§ **AIM OF THE TASK**
Go through the rows below and pull out every line that has the word "light" in it, copying each one. Upper and lower case count, so match the letters as given.

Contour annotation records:
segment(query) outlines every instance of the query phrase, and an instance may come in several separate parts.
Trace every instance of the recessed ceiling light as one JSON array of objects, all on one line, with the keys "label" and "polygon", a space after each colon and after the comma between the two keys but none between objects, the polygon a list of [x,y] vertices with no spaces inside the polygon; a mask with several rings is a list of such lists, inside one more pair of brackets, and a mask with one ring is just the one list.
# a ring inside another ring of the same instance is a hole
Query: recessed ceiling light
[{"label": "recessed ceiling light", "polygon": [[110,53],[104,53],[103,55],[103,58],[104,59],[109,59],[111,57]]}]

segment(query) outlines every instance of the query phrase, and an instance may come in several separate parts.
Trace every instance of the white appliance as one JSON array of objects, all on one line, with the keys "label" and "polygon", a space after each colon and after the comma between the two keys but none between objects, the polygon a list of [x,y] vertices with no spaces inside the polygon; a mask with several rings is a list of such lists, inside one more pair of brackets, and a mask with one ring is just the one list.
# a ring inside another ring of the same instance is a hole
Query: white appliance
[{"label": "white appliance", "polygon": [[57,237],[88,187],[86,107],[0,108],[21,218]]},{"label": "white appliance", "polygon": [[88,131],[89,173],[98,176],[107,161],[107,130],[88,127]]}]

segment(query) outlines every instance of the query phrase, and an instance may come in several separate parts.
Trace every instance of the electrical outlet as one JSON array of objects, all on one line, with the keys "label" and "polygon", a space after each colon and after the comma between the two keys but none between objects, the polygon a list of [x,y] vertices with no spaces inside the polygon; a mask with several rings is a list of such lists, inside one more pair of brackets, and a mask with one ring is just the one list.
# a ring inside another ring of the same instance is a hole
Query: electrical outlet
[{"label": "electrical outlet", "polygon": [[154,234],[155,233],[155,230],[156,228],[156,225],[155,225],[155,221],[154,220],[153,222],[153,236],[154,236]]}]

§ **THE REPLY**
Trace every instance of the recessed ceiling light as one JSON array of objects, all on one line, with the keys "label" and "polygon", a space after each colon and after the comma between the two keys but none between objects, the polygon a list of [x,y] vertices with no spaces inside the polygon; a mask with several rings is a list of such lists, inside one more pair of brackets, and a mask with one ring is just the one list.
Query: recessed ceiling light
[{"label": "recessed ceiling light", "polygon": [[110,53],[104,53],[103,55],[103,58],[104,59],[109,59],[111,57]]}]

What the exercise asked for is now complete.